* **Challenge 1**: List every substance the first post in the tug forum thread says is used to lubricate or grease the hook.
* **Challenge 2**: Update everything in the tug forum thread from "I think I have" down to "nervous or anything!", putting "towing hook" in place of "hook".

* **Text extract**:

++++++++++++++++++++

I think I have the most lubricated and air tight hook on earth test both manual and air every week , clean it and lub with light oil and coppaslip, grease points all get a couple of shots and I spin it a good few times before resetting it. not that I get nervous or anything!


----------



## STRAWBERRY

For CRYAN. Hi there. We have a similar problem with the RN, when they are here in Portland. A push pull to a warship speeding astern at a rate of knots is a common thing. I don't know why the masters of the RN ships do it. The only real answer, is because they are showing off! There is nothing worse than an RN master showing off. What I tend to do, is call the pilot and specifically ask not to come astern too quickly. That VHF Communication, although intended for the Pilot, will be heared by the master. As a secondary precaution, I have a crewman standing by at all times, and I always have the wheel hard over, just in case they do speed astern, I can screw in at full speed and avoid being wrapped around their two Anchors. If they want to race away, we should bodily lift off the berth, and then let Go. Then, they can do what the hell they please. You said you use dyneema over the bow, is there much stretch in it? Of course, Dog tugs have only a maximum of about 9 tonnes bp over the bow, and that's a straight horizontal pull, any angle at all, will reduce the tonnage. We never use a Gog rope, partly because my crew are not used to using one, and secondly, it reduces the maneoverbility. They are fine if you are on a straight tow, for long distances, but for harbour work, not a good idea, unless you are in a stern tow to the bow, and the vessel is going astern to the berth. No you are quite right, Dogs are not Voith, but by god, they are great little tugs! Be safe! Andy


----------



## Andy Lavies

*Acme Thunderer*

I've still got my metal Acme Thunderer - and it works much better than modern plastic ones!

++++++++++++++++++++

(Labeled-object pointing entries)
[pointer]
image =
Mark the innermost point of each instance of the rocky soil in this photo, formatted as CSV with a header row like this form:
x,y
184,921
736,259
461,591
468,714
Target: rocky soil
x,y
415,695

++++++++++++++++++++

* **Exercise response 1**: light oil, coppaslip, grease

* **Exercise response 2**:
I think I have the most lubricated and air tight towing hook on earth test both manual and air every week , clean it and lub with light oil and coppaslip, grease points all get a couple of shots and I spin it a good few times before resetting it. not that I get nervous or anything!